**What the task requires**
Copy out every one of the entries below word for word.

**Supplied information**
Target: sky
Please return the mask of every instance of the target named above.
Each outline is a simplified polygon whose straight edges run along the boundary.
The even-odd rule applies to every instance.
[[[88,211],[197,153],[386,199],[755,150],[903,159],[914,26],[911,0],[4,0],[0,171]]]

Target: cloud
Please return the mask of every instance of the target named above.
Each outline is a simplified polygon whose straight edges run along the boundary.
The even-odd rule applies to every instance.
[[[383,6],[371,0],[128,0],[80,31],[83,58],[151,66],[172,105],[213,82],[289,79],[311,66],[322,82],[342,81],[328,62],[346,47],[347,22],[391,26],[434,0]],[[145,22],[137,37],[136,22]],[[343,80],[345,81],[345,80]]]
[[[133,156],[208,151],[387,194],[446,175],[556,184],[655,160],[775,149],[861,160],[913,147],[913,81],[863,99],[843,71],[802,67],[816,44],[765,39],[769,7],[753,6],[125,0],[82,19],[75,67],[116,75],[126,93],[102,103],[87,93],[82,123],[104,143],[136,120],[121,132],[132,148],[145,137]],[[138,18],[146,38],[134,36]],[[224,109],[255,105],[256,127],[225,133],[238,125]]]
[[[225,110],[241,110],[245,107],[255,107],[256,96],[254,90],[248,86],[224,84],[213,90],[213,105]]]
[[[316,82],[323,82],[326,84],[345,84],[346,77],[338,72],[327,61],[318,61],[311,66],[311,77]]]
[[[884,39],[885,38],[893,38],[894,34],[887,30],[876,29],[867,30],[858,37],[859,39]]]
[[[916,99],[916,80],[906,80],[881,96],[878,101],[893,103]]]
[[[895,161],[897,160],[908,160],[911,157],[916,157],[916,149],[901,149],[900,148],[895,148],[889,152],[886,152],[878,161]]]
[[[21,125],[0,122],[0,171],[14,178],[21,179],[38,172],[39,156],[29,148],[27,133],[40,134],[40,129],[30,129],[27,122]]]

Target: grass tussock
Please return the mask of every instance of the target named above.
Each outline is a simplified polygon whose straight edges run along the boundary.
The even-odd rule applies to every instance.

**Written response**
Target: sky
Please return the mask of every instance of the target named above.
Each outline is a simplified polygon whose straight edges run along the boundary.
The even-odd rule applies to every instance.
[[[88,211],[197,153],[386,199],[755,150],[903,159],[914,26],[911,0],[4,0],[0,171]]]

Target: cloud
Please return the mask of every instance of the target named above.
Each outline is a simplified polygon whose straight edges run along the boundary.
The even-odd rule applies to every instance.
[[[383,6],[371,0],[128,0],[80,31],[83,58],[151,66],[172,105],[213,82],[289,79],[311,66],[322,82],[342,81],[328,62],[346,47],[347,22],[391,26],[434,0]],[[145,22],[137,37],[136,22]],[[343,80],[345,81],[345,80]]]
[[[133,156],[208,151],[387,194],[446,175],[556,184],[655,160],[775,149],[861,160],[913,147],[913,81],[863,99],[843,71],[802,67],[816,44],[765,39],[769,7],[753,6],[125,0],[82,19],[75,67],[116,75],[126,93],[102,103],[87,93],[82,123],[104,143],[136,120],[121,132],[132,148],[145,137]],[[138,18],[146,38],[134,36]],[[224,109],[255,105],[256,127],[225,133],[238,125]]]
[[[225,110],[241,110],[245,107],[255,107],[256,96],[254,90],[248,86],[224,84],[213,90],[213,105]]]
[[[316,82],[323,82],[326,84],[345,84],[346,77],[338,72],[327,61],[318,61],[311,66],[311,77]]]
[[[884,39],[885,38],[893,38],[894,34],[887,30],[876,29],[867,30],[858,37],[859,39]]]
[[[916,99],[916,80],[906,80],[881,96],[878,101],[893,103]]]
[[[895,161],[897,160],[908,160],[911,157],[916,157],[916,149],[901,149],[900,148],[895,148],[889,152],[886,152],[878,161]]]
[[[21,125],[0,122],[0,171],[14,178],[21,179],[38,172],[39,156],[29,148],[27,133],[40,134],[40,129],[30,129],[27,122]]]

Target: grass tussock
Please return the mask of every instance of the target named above.
Each outline is a simplified polygon whose straight edges run along the boundary.
The even-odd rule applies to every instance.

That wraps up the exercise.